- Kutipan Pilihan -
────────────────────────────────────────
Bing, relawan Tzu Chi Surabaya menjelaskan, bedah rumah ini memakan waktu sekitar dua bulan. Saat pembongkaran rumah, relawan bergotong royong dengan warga sekitar.
“Kita libatkan warga sama relawan dari Surabaya, dan dibantu dari Sinar Mas juga. Sebelum dibedah dengan sesudah dibedah bedanya jauh sekali. Rumah sudah rapi, lalu ekonominya juga meningkat. Kesehatan mereka pun ikut meningkat,” kata relawan yang mengetuai Tim Tanggap Darurat Tzu Chi Surabaya ini.
Bedah rumah di Mojokerto ini telah mengubah hidup para penerima bantuan. Siti Mutmainnah (51) tak pernah membayangkan impiannya untuk memiliki rumah yang lebih layak benar-benar terwujud. Karena itu setiap relawan Tzu Chi Surabaya datang berkunjung, air matanya selalu berlinang.
“Saya sangat berterima kasih kepada Buddha Tzu Chi khususnya yang sudah menolong saya. Alhamdulillah apa yang diberikan kepada saya membawa berkah. Membawa berkah itu begini, suami saya ya sudah dapat kerjaan, anak saya selain sekolah juga bisa kuliah. Trus saya sendiri biarpun kerjaannya itu sosial, tapi saya masih dibutuhkan oleh masyarakat. Saya sebagai pemandi jenazah,” kata Siti Mutmainnah.
Siti memiliki dua orang anak. Sebelum rumah dibedah, saat hujan, keluarga ini begitu sengsara. Bocor dan banjir kerap membuat kedinginan, apalagi jika hujan turun pada malam hari.
────────────────────────────────────────
- Pertanyaan tentang Materi -
**a.** Salin bagian kutipan tentang bedah rumah di Mojokerto, mulai dari "Siti memiliki dua" dan berakhir pada "pada malam hari.".
**b.** Menurut kutipan tentang bedah rumah di Mojokerto, berapa lama waktu yang dibutuhkan untuk bedah rumah tersebut?
────────────────────────────────────────
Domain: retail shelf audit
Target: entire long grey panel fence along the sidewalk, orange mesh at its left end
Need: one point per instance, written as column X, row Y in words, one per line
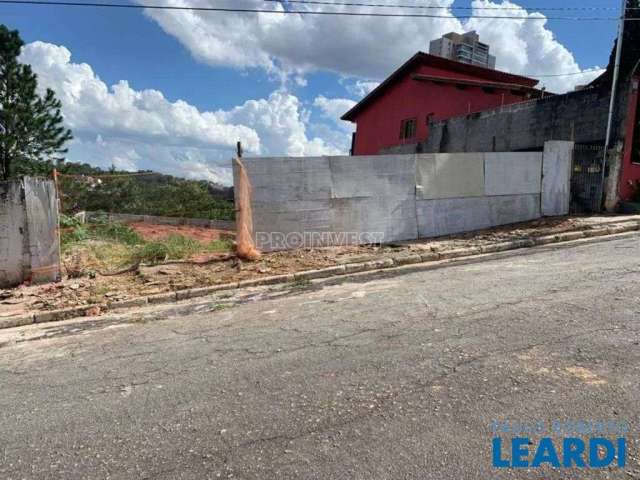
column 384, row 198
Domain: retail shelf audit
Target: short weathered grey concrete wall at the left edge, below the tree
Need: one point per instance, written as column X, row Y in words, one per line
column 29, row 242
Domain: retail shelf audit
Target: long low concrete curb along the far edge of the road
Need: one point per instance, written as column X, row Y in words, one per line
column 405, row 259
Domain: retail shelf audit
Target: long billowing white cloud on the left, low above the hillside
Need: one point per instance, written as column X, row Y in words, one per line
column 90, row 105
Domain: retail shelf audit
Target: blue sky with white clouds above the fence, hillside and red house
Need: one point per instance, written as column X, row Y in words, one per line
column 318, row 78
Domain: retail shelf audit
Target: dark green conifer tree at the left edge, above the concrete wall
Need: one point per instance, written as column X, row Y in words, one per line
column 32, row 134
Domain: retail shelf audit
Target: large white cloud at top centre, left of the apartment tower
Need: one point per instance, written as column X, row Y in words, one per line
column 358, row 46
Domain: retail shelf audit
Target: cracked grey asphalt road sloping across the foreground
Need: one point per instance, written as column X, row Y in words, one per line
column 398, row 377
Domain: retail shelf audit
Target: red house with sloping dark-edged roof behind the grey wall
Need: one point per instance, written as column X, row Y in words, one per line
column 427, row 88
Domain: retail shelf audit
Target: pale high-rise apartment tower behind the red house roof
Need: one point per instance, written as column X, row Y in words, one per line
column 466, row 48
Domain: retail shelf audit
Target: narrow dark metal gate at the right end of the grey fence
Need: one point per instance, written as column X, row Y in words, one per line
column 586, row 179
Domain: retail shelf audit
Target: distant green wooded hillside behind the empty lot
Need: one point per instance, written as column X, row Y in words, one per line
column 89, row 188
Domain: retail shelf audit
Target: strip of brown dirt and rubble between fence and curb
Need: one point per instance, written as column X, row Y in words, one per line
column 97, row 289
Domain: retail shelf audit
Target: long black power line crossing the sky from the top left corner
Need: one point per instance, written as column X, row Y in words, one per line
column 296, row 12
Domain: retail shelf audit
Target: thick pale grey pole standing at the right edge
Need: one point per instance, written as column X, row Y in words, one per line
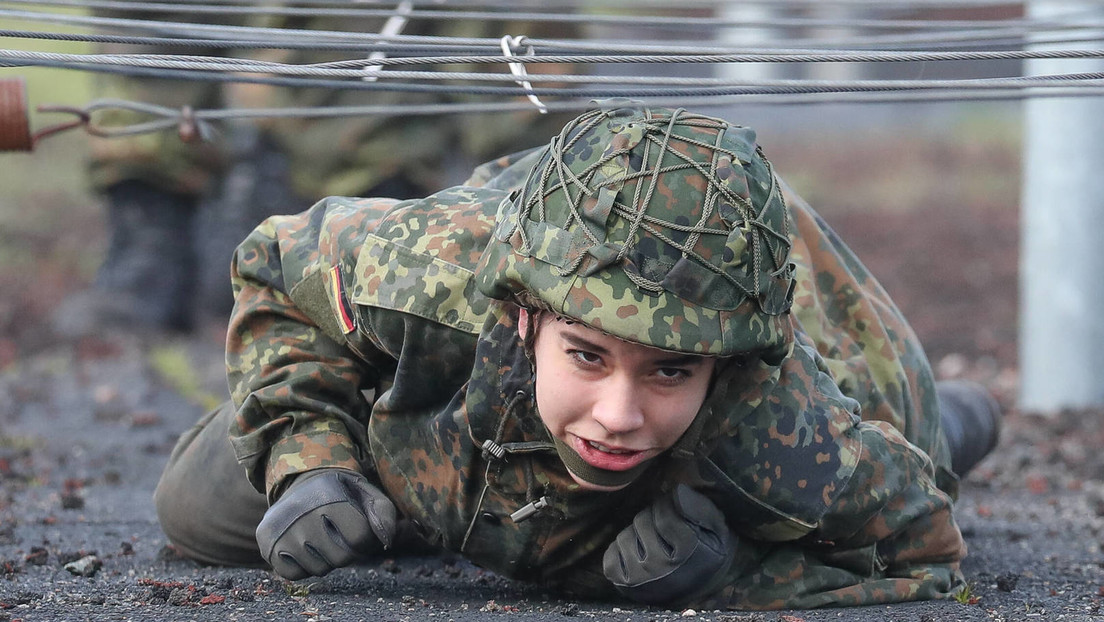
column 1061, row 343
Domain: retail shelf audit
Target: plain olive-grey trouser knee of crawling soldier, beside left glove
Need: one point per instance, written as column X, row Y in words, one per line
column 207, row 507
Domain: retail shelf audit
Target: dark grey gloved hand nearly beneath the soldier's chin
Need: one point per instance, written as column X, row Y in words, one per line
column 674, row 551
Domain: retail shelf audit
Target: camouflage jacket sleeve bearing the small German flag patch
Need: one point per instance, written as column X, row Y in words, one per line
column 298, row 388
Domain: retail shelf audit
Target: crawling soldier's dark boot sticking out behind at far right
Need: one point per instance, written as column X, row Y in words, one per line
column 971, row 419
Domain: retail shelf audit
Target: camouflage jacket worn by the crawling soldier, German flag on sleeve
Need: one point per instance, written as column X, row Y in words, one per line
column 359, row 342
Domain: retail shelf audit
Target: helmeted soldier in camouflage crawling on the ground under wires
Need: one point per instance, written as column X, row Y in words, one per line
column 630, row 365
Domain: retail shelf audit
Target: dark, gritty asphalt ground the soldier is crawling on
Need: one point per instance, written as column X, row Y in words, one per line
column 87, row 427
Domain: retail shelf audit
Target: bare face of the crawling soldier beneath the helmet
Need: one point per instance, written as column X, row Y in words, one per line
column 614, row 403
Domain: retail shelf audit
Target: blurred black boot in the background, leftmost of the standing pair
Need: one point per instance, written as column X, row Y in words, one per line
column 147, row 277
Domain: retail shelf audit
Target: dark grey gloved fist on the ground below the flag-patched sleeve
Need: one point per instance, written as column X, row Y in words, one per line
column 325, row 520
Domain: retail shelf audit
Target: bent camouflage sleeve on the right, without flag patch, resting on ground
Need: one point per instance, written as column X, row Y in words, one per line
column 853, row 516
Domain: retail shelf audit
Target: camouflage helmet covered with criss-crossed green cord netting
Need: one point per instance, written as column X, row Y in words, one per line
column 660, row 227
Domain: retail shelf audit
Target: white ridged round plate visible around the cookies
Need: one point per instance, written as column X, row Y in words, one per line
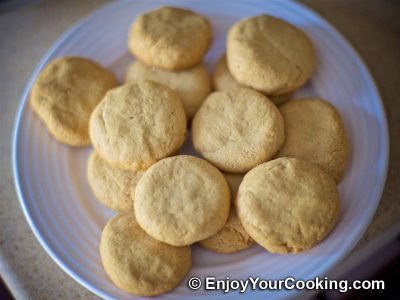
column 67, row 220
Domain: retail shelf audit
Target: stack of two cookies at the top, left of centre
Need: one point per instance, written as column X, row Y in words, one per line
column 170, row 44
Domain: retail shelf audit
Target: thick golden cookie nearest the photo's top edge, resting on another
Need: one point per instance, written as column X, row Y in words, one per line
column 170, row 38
────────────────────────────────────────
- Kumpulan Jawaban -
**a.**
Siti memiliki dua orang anak. Sebelum rumah dibedah, saat hujan, keluarga ini begitu sengsara. Bocor dan banjir kerap membuat kedinginan, apalagi jika hujan turun pada malam hari.

**b.** Sekitar dua bulan.